Exercise instructions:
Don't copy the pictures; return every other part of the records exactly.

Stored records:
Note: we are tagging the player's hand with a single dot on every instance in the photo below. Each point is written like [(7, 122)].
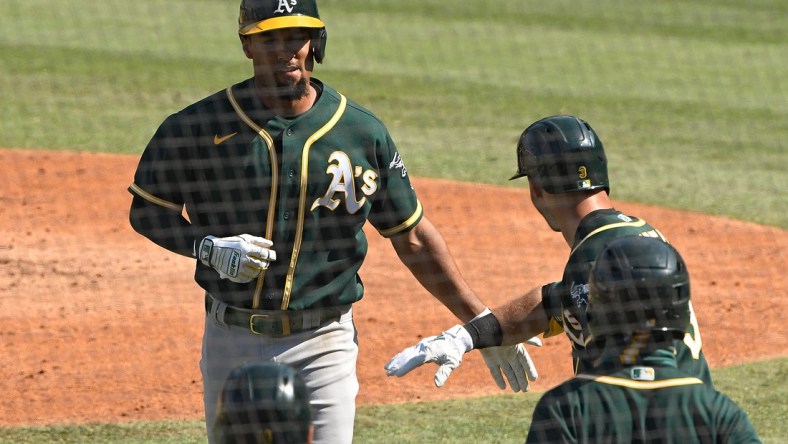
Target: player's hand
[(515, 364), (446, 350), (237, 258)]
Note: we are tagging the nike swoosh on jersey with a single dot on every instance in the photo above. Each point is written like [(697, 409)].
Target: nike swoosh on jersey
[(217, 140)]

Result of this task:
Note: we are tagging the player's hand with a single dot on every instance in the photo below. Each point is written like [(7, 122)].
Target: player's hand
[(515, 364), (446, 350), (237, 258)]
Note: we are tagging the nike swoosh on jersey with a single dot on every instance in the photo above. Each point is written like [(697, 409)].
Target: nike swoosh on jersey
[(217, 140)]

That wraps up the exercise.